Starting at the line containing "Category: bare soil" and ending at the line containing "Category: wooden bench", print every line of the material below exactly, both ends included, and stop there.

- _INFORMATION PROVIDED_:
=== Begin Enclosure ===
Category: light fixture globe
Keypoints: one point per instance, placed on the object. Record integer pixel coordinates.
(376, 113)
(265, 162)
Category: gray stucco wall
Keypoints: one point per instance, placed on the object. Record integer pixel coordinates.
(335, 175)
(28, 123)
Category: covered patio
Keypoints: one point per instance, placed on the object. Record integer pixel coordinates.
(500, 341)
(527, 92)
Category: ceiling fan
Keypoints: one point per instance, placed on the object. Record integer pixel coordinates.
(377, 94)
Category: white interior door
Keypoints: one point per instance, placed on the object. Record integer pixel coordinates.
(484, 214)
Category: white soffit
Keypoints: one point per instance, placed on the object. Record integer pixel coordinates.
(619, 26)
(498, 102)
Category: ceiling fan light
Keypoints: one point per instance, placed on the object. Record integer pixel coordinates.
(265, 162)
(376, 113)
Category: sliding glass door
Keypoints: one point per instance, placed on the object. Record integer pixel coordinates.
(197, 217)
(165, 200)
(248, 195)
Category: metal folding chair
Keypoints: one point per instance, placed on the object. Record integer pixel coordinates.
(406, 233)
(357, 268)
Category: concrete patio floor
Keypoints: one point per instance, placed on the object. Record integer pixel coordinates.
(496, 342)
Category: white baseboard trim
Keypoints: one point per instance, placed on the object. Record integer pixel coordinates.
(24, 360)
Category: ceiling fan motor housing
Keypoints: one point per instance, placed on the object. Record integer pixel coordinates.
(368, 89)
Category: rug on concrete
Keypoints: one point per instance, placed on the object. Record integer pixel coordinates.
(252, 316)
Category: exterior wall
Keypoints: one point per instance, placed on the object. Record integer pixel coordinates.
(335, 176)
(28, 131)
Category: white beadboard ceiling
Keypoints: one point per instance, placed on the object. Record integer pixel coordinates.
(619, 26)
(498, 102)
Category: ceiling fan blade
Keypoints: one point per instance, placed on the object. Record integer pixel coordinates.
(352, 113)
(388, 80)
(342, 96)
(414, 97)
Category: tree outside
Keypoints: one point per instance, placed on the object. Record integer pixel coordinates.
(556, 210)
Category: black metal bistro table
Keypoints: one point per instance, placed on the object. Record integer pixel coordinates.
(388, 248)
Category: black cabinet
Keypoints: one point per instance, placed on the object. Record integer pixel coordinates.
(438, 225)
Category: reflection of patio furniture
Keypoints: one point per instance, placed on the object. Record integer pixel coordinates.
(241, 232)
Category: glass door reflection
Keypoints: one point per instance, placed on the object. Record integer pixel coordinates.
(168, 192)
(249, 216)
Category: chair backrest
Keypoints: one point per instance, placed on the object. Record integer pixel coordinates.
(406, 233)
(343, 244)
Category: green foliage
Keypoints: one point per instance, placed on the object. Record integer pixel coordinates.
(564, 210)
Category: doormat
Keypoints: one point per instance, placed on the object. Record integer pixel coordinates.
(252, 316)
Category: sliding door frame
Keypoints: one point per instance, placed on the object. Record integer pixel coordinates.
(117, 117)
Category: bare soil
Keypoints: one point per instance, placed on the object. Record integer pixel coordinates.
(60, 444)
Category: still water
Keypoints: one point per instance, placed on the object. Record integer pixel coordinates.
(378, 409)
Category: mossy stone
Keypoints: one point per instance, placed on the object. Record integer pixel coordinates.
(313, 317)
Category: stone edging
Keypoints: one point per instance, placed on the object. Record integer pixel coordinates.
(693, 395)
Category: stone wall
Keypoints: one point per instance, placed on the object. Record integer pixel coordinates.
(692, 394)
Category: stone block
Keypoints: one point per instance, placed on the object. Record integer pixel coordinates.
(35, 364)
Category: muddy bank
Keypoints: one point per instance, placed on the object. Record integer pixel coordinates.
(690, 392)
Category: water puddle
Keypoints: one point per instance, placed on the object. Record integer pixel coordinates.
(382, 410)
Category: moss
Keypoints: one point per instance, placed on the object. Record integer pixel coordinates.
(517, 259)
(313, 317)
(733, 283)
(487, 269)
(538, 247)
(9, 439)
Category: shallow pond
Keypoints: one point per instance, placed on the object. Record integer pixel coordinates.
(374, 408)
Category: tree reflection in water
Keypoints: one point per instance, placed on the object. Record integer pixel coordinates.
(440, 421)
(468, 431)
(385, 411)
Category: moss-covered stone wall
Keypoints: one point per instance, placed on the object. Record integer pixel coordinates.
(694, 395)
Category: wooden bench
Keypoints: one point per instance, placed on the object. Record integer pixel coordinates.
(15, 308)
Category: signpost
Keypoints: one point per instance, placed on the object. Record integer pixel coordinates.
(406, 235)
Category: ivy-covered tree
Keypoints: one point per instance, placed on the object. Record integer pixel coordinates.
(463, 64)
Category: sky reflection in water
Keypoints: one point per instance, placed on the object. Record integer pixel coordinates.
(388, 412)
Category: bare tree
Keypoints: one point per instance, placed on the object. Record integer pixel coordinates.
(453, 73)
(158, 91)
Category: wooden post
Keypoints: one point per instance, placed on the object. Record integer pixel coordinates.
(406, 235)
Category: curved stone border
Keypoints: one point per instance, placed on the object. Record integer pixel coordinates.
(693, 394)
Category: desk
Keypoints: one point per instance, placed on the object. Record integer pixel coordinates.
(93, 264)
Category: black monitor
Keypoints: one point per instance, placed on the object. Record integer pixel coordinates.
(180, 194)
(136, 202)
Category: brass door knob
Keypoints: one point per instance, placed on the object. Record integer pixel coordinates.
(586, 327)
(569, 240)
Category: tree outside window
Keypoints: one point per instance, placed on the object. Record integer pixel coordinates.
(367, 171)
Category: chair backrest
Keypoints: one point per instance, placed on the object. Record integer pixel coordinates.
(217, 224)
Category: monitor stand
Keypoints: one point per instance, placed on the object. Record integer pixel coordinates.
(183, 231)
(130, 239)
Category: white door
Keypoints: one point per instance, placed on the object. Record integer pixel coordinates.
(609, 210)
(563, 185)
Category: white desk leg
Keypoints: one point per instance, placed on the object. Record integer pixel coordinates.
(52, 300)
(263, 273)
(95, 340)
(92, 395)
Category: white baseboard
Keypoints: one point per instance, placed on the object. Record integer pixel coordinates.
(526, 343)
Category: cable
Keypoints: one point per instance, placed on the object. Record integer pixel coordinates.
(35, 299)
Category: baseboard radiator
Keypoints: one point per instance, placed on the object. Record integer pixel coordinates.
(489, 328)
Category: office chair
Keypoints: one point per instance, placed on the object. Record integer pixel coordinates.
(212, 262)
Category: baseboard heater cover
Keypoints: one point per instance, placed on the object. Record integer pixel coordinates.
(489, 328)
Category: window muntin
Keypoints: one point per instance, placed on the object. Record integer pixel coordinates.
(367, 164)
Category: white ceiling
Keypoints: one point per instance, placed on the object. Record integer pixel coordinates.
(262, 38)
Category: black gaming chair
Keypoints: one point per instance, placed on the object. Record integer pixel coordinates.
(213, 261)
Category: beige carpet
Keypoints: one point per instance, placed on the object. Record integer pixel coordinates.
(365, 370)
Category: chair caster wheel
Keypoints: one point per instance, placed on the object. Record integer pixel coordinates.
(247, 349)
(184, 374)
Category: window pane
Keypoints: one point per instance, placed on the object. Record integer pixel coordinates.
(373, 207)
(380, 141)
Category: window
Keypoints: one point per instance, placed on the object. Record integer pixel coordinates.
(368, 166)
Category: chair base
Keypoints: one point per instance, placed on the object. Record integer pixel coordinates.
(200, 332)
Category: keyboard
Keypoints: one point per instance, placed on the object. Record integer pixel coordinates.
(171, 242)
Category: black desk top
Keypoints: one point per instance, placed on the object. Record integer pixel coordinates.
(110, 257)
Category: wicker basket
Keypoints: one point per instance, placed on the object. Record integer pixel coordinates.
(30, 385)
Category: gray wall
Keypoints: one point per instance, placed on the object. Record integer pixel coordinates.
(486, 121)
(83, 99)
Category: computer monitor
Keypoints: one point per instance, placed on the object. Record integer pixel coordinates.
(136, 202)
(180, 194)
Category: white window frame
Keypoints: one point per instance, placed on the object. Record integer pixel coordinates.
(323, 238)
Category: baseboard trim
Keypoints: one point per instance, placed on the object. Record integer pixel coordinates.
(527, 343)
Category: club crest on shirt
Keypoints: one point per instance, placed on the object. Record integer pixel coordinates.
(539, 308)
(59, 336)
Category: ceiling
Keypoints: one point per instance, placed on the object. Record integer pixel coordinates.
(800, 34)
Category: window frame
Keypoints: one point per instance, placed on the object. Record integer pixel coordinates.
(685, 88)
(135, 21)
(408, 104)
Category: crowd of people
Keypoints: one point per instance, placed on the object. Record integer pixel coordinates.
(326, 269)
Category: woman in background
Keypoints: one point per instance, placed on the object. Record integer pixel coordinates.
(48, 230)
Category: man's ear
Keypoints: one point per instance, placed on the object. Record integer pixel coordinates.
=== End Enclosure ===
- _THE ANSWER_:
Category: bare soil
Keypoints: one point per instance, placed on the object. Record integer pixel coordinates.
(60, 444)
Category: still water
Keypoints: one point per instance, placed on the object. Record integer pixel coordinates.
(378, 409)
Category: mossy stone
Keypoints: one point per instance, placed on the object. Record integer pixel coordinates.
(313, 317)
Category: stone edging
Keypoints: one point per instance, placed on the object. Record integer pixel coordinates.
(693, 395)
Category: stone wall
Keypoints: one point per instance, placed on the object. Record integer pixel coordinates.
(692, 394)
Category: stone block
Keypoints: one point per instance, placed on the object. Record integer pixel coordinates.
(35, 364)
Category: muddy bank
Keypoints: one point per instance, placed on the object. Record integer pixel coordinates.
(690, 392)
Category: water puddle
Keypoints: one point per instance, placed on the object. Record integer pixel coordinates.
(382, 410)
Category: moss
Keypoints: one point per instance, placed on the object. Record integer pixel coordinates.
(517, 259)
(313, 317)
(733, 283)
(487, 269)
(538, 247)
(9, 439)
Category: shallow pond
Keypoints: one point per instance, placed on the object. Record integer pixel coordinates.
(374, 408)
Category: tree reflection in water
Keypoints: one point per instance, placed on the object. Record integer pixel coordinates.
(440, 421)
(468, 431)
(385, 411)
Category: moss-covered stone wall
Keypoints: one point per instance, placed on the object. Record integer pixel coordinates.
(694, 395)
Category: wooden bench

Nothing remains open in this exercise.